*EXERCISE REQUIREMENTS*.
Rewrite all of the records below, substituting "object" for every "instance" and keeping everything else the same. Omit the pictures from your answer.

BEGIN DATA FOR THIS TASK

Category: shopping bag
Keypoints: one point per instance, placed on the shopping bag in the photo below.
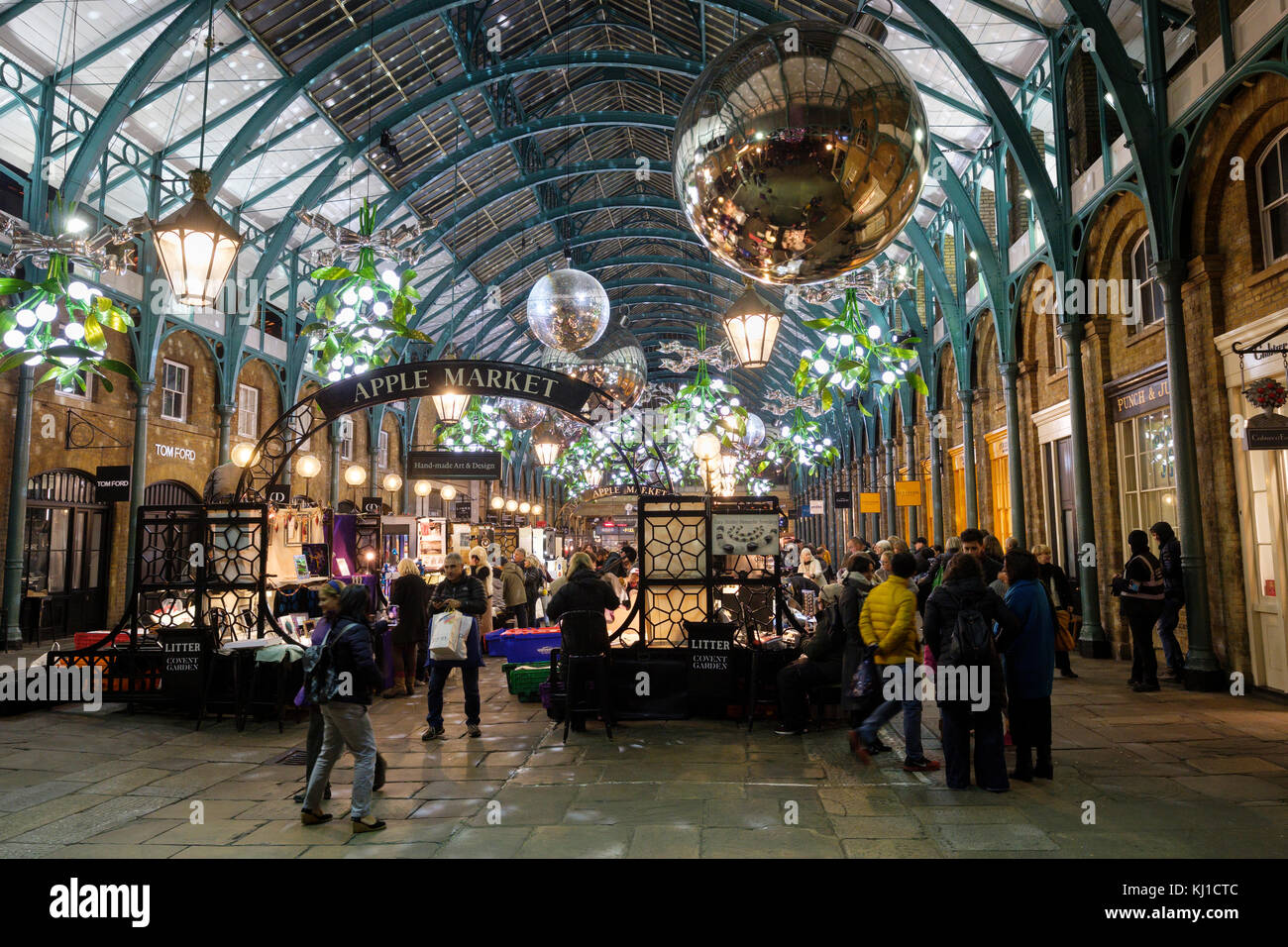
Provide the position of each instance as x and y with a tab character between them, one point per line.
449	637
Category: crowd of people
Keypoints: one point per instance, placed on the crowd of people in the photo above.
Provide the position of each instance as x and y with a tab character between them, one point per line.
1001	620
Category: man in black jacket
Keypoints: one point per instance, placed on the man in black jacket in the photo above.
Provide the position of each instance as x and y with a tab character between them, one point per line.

END DATA FOR THIS TASK

*EXERCISE OUTPUT*.
Category: shopping bag
Keypoints: one point per object, placed on the shopping bag in the photo below.
Provide the position of each object as x and y with a tab character between them, one point per line.
449	637
Category: crowd of people
Keypoints: one point per object, placed on the crowd of people in the photo above.
Provide the position of each object as x and y with a tab character between them, one point per line.
1001	620
Category: man in black jacket
Keypoints: one point per object, placed on the man in black jacket in the photo above.
Provide the position of each object as x and y with a tab character between them, one point per line.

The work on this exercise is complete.